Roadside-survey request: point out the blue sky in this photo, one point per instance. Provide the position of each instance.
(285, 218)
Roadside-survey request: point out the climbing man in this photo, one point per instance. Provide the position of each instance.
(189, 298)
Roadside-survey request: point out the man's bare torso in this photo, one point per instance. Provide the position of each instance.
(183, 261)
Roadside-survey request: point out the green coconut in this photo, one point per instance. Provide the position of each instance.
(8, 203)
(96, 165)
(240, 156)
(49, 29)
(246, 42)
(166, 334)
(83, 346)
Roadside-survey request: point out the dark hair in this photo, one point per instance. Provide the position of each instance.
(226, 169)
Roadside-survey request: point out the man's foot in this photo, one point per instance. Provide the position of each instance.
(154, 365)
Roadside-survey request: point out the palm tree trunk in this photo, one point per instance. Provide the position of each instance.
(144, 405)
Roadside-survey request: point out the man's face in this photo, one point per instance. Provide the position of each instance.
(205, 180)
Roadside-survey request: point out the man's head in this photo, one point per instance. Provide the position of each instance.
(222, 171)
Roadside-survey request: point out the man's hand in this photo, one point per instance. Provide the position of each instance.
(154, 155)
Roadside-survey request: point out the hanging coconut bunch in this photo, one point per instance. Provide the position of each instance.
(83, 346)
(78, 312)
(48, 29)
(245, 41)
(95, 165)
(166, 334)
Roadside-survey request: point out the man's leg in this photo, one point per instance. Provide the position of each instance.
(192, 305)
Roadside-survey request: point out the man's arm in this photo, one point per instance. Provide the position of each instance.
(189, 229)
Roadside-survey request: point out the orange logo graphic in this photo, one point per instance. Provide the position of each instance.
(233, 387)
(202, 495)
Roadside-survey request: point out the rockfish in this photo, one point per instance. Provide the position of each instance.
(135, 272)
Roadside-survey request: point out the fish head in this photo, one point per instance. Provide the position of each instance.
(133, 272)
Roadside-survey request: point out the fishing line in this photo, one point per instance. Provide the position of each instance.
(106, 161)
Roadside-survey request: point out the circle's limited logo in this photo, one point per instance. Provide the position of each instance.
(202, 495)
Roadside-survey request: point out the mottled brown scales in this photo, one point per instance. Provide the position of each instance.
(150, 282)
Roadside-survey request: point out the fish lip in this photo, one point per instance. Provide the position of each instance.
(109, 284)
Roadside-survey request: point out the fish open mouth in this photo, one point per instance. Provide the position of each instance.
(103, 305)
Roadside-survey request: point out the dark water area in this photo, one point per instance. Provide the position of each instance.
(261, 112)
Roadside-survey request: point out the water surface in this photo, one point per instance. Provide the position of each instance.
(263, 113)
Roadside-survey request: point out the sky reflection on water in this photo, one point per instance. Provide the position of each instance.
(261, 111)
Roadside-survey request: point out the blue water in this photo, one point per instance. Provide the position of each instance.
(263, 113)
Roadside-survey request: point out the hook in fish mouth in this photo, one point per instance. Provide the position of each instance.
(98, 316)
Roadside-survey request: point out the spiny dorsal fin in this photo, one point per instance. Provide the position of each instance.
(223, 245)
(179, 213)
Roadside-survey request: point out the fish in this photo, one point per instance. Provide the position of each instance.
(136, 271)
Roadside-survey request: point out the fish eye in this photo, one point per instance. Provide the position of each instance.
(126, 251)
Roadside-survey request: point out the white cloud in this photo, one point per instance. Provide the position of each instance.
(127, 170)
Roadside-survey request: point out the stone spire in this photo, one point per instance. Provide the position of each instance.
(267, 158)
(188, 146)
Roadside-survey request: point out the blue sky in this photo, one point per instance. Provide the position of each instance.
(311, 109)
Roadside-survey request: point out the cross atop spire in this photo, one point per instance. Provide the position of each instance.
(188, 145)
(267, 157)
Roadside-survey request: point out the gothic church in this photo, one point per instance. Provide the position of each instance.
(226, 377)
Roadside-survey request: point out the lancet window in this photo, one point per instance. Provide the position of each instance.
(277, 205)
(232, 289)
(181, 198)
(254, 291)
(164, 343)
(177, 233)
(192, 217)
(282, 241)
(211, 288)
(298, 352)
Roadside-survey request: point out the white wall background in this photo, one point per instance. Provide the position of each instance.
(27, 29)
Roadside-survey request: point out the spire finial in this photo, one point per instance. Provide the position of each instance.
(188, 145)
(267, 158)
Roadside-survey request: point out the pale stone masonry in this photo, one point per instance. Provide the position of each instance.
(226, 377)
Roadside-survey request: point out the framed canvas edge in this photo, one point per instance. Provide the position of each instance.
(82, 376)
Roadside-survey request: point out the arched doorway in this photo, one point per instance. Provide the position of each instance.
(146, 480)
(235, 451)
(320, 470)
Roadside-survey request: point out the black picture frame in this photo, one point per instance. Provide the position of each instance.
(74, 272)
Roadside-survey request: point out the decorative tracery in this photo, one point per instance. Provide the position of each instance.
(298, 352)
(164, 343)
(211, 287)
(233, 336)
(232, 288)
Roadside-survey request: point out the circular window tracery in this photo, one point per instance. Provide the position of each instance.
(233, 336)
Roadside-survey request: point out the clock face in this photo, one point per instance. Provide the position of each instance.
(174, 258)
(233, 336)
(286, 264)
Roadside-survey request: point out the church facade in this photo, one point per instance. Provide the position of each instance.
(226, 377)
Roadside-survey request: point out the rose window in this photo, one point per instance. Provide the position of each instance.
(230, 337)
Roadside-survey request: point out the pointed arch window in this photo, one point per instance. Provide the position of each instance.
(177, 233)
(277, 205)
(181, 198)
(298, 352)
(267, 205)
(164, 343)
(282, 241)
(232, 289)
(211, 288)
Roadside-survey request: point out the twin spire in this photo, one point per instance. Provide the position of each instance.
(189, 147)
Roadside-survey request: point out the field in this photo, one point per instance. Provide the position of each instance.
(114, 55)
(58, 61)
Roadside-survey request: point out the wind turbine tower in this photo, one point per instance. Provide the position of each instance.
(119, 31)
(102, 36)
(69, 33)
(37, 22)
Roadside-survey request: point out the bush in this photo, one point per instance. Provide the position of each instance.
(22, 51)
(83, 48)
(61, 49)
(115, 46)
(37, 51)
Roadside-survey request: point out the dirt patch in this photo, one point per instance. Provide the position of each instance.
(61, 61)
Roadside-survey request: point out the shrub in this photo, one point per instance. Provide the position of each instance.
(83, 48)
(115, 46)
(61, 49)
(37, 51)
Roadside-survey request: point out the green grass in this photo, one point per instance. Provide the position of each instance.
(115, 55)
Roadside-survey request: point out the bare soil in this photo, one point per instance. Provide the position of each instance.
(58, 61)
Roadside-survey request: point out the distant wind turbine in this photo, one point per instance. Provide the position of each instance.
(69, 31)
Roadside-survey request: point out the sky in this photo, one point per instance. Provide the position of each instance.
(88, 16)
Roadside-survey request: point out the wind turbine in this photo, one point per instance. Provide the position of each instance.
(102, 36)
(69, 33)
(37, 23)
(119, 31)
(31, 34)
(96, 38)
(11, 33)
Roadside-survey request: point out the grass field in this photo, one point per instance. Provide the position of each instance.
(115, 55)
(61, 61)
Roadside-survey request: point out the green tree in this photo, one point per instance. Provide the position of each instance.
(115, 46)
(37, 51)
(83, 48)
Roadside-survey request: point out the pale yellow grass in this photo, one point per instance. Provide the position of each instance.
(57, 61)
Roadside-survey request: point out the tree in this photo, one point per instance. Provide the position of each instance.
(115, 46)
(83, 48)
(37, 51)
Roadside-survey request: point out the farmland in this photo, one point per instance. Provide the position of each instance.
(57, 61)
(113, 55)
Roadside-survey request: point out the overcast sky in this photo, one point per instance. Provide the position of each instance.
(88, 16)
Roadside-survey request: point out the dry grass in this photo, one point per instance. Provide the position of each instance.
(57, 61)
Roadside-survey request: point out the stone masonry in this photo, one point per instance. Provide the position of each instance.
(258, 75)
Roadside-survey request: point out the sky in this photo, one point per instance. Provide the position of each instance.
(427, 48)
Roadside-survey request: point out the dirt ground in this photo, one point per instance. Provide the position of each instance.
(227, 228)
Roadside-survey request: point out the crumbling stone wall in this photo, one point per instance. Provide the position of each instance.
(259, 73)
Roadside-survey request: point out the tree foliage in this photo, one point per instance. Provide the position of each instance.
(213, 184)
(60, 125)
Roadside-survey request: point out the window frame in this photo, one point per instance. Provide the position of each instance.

• **EXERCISE BRIEF**
Only the stretch of lines that begins with the one holding "Roadside-survey request: point out the tree foliage" and ends with the last line above belongs in the answer; please write it out exactly.

• **SOLUTION TO THIS TASK**
Roadside-survey request: point out the tree foliage in this photo, one point per instance. Provide the position of each instance.
(213, 184)
(60, 125)
Roadside-survey request: point out the window frame in this photo, one point per instance. Provide the position of each instance.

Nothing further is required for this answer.